## What the task asks
Convert the entries into a numbered list, starting at the first line and ending at the line that contains "pixel 503 46". Include both of those lines and omit any blank lines.

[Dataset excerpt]
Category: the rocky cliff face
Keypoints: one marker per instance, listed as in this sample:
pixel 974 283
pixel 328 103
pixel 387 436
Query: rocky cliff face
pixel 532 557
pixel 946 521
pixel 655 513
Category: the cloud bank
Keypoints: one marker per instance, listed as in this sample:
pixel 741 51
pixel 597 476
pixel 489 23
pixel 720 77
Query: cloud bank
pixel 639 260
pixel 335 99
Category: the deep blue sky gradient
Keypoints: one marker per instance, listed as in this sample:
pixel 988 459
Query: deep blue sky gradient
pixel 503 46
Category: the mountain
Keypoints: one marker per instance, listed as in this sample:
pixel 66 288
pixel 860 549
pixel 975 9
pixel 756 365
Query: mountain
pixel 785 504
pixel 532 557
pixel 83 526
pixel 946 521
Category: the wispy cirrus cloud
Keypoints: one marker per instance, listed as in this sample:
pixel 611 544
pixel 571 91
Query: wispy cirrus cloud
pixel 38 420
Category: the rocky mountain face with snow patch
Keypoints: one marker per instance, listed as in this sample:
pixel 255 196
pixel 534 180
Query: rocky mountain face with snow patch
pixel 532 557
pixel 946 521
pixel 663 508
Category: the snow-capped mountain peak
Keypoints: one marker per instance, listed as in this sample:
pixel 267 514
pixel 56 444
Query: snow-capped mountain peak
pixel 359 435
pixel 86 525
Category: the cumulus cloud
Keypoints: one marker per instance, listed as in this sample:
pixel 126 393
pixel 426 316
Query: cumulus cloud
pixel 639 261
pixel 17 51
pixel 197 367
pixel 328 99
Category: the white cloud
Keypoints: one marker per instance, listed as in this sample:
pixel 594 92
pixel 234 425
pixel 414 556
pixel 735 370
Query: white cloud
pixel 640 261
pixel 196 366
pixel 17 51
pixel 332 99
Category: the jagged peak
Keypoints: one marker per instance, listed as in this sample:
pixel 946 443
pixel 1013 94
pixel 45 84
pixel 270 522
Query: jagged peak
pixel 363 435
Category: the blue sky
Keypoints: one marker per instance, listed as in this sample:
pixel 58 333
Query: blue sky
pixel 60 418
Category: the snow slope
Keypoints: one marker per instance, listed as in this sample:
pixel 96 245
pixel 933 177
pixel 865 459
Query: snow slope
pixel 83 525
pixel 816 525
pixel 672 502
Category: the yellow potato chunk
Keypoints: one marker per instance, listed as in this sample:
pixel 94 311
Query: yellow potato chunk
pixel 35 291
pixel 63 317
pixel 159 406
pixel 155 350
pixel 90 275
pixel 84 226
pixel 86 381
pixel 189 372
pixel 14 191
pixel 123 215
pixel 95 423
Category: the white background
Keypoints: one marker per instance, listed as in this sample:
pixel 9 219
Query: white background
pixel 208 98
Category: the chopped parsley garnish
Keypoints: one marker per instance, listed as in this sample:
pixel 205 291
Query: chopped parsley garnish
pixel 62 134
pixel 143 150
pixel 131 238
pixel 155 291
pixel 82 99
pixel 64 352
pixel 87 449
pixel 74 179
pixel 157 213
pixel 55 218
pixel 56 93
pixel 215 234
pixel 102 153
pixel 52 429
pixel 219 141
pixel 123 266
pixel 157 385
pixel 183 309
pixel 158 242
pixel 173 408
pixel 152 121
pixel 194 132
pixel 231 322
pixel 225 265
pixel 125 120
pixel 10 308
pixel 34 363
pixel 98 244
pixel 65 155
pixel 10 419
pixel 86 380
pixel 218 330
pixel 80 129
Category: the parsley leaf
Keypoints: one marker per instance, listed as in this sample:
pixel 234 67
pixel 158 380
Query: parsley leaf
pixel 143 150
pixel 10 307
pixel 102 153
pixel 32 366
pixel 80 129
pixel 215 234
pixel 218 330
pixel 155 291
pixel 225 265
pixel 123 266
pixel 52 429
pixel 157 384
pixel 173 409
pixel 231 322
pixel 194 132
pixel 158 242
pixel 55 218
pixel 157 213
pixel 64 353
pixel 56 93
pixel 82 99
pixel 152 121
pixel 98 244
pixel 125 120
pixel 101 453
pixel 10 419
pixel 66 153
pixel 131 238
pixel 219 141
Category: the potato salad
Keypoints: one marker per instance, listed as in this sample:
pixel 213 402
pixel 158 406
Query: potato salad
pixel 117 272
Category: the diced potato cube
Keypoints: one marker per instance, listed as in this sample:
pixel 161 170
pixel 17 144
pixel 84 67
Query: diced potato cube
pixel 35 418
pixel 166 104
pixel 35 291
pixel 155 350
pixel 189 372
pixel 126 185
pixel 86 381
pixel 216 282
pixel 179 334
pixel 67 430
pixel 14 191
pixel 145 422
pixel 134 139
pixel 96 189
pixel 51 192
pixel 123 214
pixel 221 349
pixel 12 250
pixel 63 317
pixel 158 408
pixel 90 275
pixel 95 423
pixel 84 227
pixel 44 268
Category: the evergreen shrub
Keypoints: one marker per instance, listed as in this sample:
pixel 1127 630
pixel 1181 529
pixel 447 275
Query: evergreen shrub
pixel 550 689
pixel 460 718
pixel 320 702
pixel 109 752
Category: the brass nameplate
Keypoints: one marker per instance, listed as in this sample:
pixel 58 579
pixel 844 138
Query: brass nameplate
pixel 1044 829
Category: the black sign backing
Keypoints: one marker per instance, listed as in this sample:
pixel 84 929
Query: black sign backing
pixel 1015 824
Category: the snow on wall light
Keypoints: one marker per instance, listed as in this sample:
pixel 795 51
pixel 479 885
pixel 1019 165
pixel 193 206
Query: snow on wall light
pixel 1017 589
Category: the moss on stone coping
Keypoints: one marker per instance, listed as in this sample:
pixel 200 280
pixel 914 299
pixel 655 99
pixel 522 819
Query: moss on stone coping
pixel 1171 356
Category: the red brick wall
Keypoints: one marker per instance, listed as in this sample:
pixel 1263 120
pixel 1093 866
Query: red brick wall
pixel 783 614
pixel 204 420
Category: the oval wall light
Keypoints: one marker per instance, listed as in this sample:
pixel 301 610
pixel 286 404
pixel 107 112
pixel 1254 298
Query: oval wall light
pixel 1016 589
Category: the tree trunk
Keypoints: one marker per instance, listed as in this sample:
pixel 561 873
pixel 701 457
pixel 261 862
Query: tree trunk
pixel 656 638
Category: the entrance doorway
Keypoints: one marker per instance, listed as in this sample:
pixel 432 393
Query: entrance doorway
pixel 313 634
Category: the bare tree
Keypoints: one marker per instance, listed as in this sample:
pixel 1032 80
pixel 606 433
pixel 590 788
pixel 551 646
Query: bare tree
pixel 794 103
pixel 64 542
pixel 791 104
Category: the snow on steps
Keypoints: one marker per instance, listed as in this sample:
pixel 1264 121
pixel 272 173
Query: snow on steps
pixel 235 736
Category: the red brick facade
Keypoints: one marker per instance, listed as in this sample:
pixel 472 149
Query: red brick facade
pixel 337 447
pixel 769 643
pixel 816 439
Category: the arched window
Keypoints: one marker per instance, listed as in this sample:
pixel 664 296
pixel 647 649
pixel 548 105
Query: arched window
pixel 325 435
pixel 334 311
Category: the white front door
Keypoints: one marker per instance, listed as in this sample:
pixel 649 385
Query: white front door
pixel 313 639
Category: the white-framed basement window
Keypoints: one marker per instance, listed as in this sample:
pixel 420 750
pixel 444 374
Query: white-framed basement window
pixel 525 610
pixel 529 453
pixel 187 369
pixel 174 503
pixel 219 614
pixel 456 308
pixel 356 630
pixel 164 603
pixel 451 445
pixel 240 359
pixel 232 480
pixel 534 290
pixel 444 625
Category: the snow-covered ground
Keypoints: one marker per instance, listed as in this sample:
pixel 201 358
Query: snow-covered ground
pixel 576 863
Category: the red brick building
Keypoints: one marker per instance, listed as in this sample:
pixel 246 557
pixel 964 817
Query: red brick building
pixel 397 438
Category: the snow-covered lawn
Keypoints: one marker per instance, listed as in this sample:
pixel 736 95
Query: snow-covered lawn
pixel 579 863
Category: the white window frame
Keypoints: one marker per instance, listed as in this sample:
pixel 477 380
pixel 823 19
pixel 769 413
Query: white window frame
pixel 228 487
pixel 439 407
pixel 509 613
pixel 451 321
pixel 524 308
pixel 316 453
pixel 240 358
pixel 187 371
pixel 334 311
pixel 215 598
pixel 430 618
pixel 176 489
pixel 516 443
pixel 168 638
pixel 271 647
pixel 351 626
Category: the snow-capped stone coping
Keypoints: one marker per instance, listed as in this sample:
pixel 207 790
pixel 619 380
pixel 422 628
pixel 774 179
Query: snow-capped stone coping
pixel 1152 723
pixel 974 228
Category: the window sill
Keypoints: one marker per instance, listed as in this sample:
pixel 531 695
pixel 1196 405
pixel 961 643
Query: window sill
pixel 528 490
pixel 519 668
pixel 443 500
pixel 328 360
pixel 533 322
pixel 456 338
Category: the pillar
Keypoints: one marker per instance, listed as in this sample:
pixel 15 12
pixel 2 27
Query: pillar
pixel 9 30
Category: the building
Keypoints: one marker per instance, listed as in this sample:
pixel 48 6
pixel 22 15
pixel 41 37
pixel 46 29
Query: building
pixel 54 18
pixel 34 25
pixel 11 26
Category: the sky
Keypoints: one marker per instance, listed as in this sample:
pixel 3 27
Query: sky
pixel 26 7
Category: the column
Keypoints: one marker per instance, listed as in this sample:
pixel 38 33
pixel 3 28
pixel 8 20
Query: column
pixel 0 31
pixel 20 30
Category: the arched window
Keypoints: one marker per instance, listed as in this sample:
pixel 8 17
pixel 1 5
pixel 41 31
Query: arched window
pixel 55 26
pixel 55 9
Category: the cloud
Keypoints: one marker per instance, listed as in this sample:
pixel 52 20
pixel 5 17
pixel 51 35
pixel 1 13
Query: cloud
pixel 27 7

## Result below
1. Category: the rocky cliff face
2. Keypoints: one marker per instance, listed as in this sample:
3. pixel 974 283
4. pixel 328 103
5. pixel 387 436
6. Query: rocky cliff face
7. pixel 532 557
8. pixel 946 521
9. pixel 655 513
10. Category: the cloud bank
11. Keypoints: one marker per instance, listed as in this sample:
12. pixel 741 51
13. pixel 597 476
14. pixel 489 23
15. pixel 720 77
16. Query: cloud bank
17. pixel 639 260
18. pixel 335 99
19. Category: the deep blue sky gradient
20. Keypoints: one marker per instance, listed as in this sample:
21. pixel 988 459
22. Query: deep blue sky gradient
23. pixel 503 46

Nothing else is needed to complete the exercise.